Text under study:
::::::

Weinshall et al. \cite{weinshall2018curriculum} theoretically showed that in linear regression, convergence decreases with increasing sample difficulty. Empirically, they found that in non-convex optimization, higher difficulty increases gradient variance, slowing convergence and worsening generalization compared to \ac{CL}. Based on this, we propose two difficulty-sorting methods: teacher \ac{CL} and bounding box \ac{CL}. For the teacher \ac{CL}, we used the baseline model to perform inference on the entire training dataset of pathological images and computed the \ac{AP} score for each image to sort them into five difficulty levels based on their evaluation scores (ranging from 1 for the easiest to 5 for the most difficult). The baseline model acts as a difficulty grader, assuming high-precision samples are easier to learn, while low-precision ones are more challenging. For false positives, we manually set the AP score to $0.0$ if the network predicts a bounding box with a confidence level greater than $0.3$. In bounding box-based curriculum, difficulty is defined by bounding box size, as multiple studies (including original G-DINO) show precision scores increase with larger boxes. The bounding box curriculum classifies each training sample into one of five difficulty levels based on the size of the smallest bounding box present in the image. We found that bounding box size is a primary indicator of prediction difficulty, as shown by the performance of the baseline model (\tableref{tab:results}). This approach has the advantage of not requiring a trained baseline model a priori. In both \ac{CL} approaches, we randomly assigned training samples without bounding boxes (i.e., no object of interest) to difficulty categories to maintain an equal distribution. To fine-tune the model on the pathological dataset using \ac{CL}, we start with the easiest category and progressively introduce more difficult categories at each epoch. After 5 epochs, the network is fine-tuned on the complete data until convergence.

::::::

Dataset extract:

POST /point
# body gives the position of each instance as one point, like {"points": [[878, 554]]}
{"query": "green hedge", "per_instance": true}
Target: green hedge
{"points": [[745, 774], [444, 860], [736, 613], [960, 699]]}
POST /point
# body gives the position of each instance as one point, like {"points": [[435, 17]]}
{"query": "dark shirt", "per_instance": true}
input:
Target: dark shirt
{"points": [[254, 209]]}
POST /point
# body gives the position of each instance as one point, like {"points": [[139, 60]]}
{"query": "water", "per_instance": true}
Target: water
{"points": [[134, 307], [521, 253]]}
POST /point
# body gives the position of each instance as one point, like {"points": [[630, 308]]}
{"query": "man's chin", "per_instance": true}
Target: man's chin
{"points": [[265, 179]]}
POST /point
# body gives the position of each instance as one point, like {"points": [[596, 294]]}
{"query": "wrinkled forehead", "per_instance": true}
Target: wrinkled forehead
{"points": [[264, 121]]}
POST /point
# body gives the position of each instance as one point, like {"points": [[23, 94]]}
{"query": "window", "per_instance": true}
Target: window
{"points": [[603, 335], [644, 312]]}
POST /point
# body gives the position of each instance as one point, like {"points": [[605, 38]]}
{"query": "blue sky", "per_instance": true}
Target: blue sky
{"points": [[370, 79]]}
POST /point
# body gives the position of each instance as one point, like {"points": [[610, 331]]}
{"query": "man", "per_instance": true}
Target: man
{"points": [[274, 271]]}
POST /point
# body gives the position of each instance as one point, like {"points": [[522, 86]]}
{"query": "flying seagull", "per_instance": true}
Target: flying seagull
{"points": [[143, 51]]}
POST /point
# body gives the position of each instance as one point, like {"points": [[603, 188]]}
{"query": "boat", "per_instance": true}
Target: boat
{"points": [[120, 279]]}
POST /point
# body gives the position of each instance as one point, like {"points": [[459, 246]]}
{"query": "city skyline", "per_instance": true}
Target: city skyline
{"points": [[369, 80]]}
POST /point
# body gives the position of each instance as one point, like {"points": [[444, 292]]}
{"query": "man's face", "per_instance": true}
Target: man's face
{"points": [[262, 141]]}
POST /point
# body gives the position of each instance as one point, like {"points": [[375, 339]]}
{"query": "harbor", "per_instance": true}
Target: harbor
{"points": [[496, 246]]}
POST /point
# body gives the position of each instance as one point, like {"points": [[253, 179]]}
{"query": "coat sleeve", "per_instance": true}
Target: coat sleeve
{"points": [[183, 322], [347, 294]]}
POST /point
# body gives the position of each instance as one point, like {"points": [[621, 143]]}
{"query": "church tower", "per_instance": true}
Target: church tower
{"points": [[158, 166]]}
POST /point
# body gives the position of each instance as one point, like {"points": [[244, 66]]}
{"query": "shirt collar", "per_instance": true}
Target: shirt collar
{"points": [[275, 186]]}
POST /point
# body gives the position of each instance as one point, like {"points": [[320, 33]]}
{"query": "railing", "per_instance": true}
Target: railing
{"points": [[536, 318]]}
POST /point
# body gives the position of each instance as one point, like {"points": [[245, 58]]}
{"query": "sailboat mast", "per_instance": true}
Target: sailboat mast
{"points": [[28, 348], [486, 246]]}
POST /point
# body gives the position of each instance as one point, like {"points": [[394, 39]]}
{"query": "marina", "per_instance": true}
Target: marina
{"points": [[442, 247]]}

::::::

What needs to be done:
In the curriculum learning text, what AP score is assigned to a false positive predicted with a confidence level greater than 0.3?

Result:
The AP score is set to 0.0.